**TASKS**
A) In the discussion and outlook section, list every noun phrase in which the word "neon" appears.
B) Pick up the discussion and outlook section after its last sentence and keep writing it.
TEXT SECTION section start
Discussion and outlook

In this work, we have quantitatively evaluated, for the first time, the environmental noise isolation provided by the thin neon layer for eNe qubits, demonstrating a number of distinct advantages compared to semiconductor host materials for single electron qubits. Additionally, eNe qubits exhibit thermally resilient coherence, making them promising for high-temperature operation. These systematic coherence and noise characterization highlight the following directions for future research.

The inconsistent spectral properties of eNe qubits indicate that the local neon profile is crucial in electron-trapping mechanisms. Variations in the neon surface profile, caused by liquid-phase solidification and substrate roughness, introduce randomness in the energy potential landscape that hosts the electron qubits. Additionally, the relative position of trapped electrons to nearby electrodes determines the frequency lever-arm and the qubit’s sensitivity to voltage fluctuations. To enhance consistency and control over individual qubit properties, refined neon growth methods, and gate-defined electron trapping mechanisms should be developed to mitigate the effects of neon surface randomness.
TEXT SECTION section end
DATA EXTRACT section start
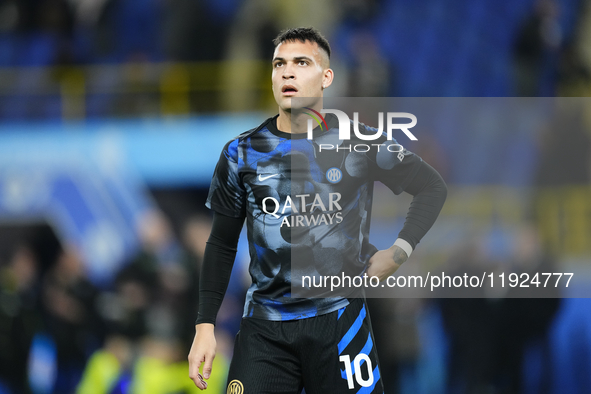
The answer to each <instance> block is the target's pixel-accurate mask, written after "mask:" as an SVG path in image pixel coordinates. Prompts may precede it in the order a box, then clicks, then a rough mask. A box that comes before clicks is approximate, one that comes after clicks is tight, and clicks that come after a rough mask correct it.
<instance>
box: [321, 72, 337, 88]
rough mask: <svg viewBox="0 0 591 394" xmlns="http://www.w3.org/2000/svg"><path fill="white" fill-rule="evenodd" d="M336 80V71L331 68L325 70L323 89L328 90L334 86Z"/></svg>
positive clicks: (322, 83)
mask: <svg viewBox="0 0 591 394" xmlns="http://www.w3.org/2000/svg"><path fill="white" fill-rule="evenodd" d="M333 78H334V71H332V69H331V68H326V69H324V75H323V76H322V89H326V88H327V87H329V86H330V85H331V84H332V80H333Z"/></svg>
DATA EXTRACT section end
**TASK RESPONSES**
A)
- the thin neon layer
- the local neon profile
- the neon surface profile
- refined neon growth methods
- neon surface randomness

B)
On the other hand, diverse noise behavior observed in eNe qubits reflects the complexity of the local charge environment. The inconsistent spectral noise distribution suggests locally non-uniform noise sources. Theoretical studies have shown the high sensitivity of qubit’s coherence to fluctuators’ density and distribution [51]. Excess electrons emitted by the tungsten filament could result in artificial charge fluctuators with high mobility on the neon surface. This charge rearrangement can further contribute to the low-frequency qubit drift and occasional electron escape events [52]. Strategies include developing electron loading procedures [29] and protection gates to separate trapped qubits from adjacent charge reservoirs [25] could be implemented to improve the qubit’s stability.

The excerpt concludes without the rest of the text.